▽
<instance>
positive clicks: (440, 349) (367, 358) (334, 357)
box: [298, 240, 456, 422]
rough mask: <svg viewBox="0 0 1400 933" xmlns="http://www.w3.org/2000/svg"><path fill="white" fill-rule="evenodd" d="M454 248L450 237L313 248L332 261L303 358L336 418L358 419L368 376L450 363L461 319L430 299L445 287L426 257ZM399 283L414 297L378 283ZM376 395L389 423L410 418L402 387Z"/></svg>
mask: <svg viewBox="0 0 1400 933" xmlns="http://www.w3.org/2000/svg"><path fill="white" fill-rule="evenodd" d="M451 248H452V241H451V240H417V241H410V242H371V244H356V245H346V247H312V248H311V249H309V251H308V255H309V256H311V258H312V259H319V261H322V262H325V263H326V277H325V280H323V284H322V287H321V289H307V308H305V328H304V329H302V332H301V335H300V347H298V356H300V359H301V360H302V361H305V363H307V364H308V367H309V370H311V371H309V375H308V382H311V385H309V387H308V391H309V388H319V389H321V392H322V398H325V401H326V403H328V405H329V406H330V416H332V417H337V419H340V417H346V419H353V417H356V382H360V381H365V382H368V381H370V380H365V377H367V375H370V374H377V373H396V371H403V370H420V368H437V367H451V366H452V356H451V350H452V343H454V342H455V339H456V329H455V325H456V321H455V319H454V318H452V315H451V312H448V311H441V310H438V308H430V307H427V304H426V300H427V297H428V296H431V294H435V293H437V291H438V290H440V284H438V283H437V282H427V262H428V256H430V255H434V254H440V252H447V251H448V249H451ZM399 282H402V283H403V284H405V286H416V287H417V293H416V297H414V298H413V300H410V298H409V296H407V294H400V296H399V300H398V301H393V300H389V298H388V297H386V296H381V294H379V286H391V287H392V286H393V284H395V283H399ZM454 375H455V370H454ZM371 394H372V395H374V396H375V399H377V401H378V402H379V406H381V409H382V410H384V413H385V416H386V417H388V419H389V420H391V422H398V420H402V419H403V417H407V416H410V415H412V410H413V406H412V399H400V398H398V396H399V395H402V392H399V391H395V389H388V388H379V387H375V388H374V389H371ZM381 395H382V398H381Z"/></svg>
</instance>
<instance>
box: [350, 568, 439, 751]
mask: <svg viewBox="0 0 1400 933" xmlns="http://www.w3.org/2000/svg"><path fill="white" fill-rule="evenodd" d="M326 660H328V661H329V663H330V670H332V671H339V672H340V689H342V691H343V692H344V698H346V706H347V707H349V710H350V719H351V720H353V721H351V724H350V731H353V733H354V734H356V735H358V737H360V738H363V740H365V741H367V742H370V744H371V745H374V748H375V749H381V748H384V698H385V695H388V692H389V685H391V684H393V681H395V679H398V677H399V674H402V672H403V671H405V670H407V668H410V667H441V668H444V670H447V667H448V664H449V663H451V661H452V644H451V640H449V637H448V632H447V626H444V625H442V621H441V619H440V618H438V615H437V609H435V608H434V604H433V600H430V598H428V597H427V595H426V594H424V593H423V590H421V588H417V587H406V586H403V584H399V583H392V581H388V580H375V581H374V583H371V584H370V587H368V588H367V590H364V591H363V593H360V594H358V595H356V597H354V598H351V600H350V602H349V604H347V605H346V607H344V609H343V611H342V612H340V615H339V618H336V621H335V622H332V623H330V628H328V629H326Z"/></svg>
△
- [EXERCISE AIM]: Return every line of the material above as a JSON list of strings, one string per line, leaving out blank lines.

- [SOLUTION FOR THIS EXERCISE]:
[
  "<instance>",
  "positive clicks: (440, 349) (367, 358) (334, 357)",
  "box: [298, 240, 456, 422]",
  "rough mask: <svg viewBox=\"0 0 1400 933\" xmlns=\"http://www.w3.org/2000/svg\"><path fill=\"white\" fill-rule=\"evenodd\" d=\"M454 248L450 237L313 248L332 261L303 358L336 418L358 419L368 376L450 363L461 319L430 299L445 287L426 257ZM399 283L414 297L378 283ZM376 395L389 423L410 418L402 387Z\"/></svg>",
  "mask: <svg viewBox=\"0 0 1400 933\" xmlns=\"http://www.w3.org/2000/svg\"><path fill=\"white\" fill-rule=\"evenodd\" d=\"M451 248H452V241H451V240H417V241H410V242H371V244H356V245H346V247H312V248H311V249H309V251H308V255H309V256H311V258H312V259H319V261H322V262H325V263H326V277H325V280H323V284H322V287H321V289H307V308H305V328H304V329H302V332H301V335H300V347H298V356H300V359H301V360H302V361H305V363H307V364H308V367H309V370H311V371H309V375H308V382H311V385H309V387H308V391H309V388H319V389H321V392H322V398H325V401H326V403H328V405H329V406H330V416H332V417H337V419H340V417H346V419H353V417H356V382H360V381H365V382H368V381H370V380H365V377H367V375H370V374H377V373H396V371H403V370H420V368H437V367H451V366H452V356H451V350H452V343H454V342H455V339H456V329H455V325H456V321H455V319H454V318H452V315H451V312H448V311H441V310H438V308H430V307H427V304H426V300H427V297H428V296H431V294H435V293H437V291H438V290H440V284H438V283H437V282H427V262H428V256H430V255H434V254H440V252H447V251H448V249H451ZM399 282H402V283H403V284H405V286H416V287H417V293H416V297H414V298H413V300H410V298H409V296H407V294H400V296H399V300H398V301H393V300H389V298H388V297H386V296H381V294H379V286H391V287H392V286H393V284H395V283H399ZM454 375H455V370H454ZM371 394H372V395H374V396H375V399H377V401H378V402H379V406H381V409H382V410H384V413H385V416H386V417H388V419H389V420H391V422H398V420H402V419H403V417H407V416H410V415H412V410H413V406H412V399H400V398H398V396H399V395H402V392H399V391H395V389H388V388H379V387H375V388H374V389H371ZM381 395H382V398H381Z\"/></svg>",
  "</instance>",
  "<instance>",
  "box: [350, 568, 439, 751]",
  "mask: <svg viewBox=\"0 0 1400 933\" xmlns=\"http://www.w3.org/2000/svg\"><path fill=\"white\" fill-rule=\"evenodd\" d=\"M326 660H328V661H329V663H330V670H332V671H339V672H340V689H342V691H343V692H344V698H346V706H347V707H349V710H350V719H351V720H353V721H351V724H350V731H353V733H354V734H356V735H358V737H360V738H363V740H365V741H367V742H370V744H371V745H374V748H375V749H381V748H384V698H385V695H388V692H389V685H391V684H393V681H395V679H398V677H399V674H402V672H403V671H405V670H407V668H410V667H441V668H444V670H447V667H448V664H449V663H451V661H452V644H451V640H449V637H448V632H447V626H444V625H442V621H441V619H440V618H438V615H437V609H435V608H434V604H433V600H430V598H428V597H427V595H426V594H424V593H423V590H421V588H417V587H406V586H403V584H399V583H392V581H388V580H375V581H374V583H371V584H370V587H368V588H367V590H364V591H363V593H360V594H358V595H356V597H354V598H351V600H350V602H349V604H347V605H346V607H344V609H343V611H342V612H340V615H339V618H336V621H335V622H332V623H330V628H328V629H326Z\"/></svg>"
]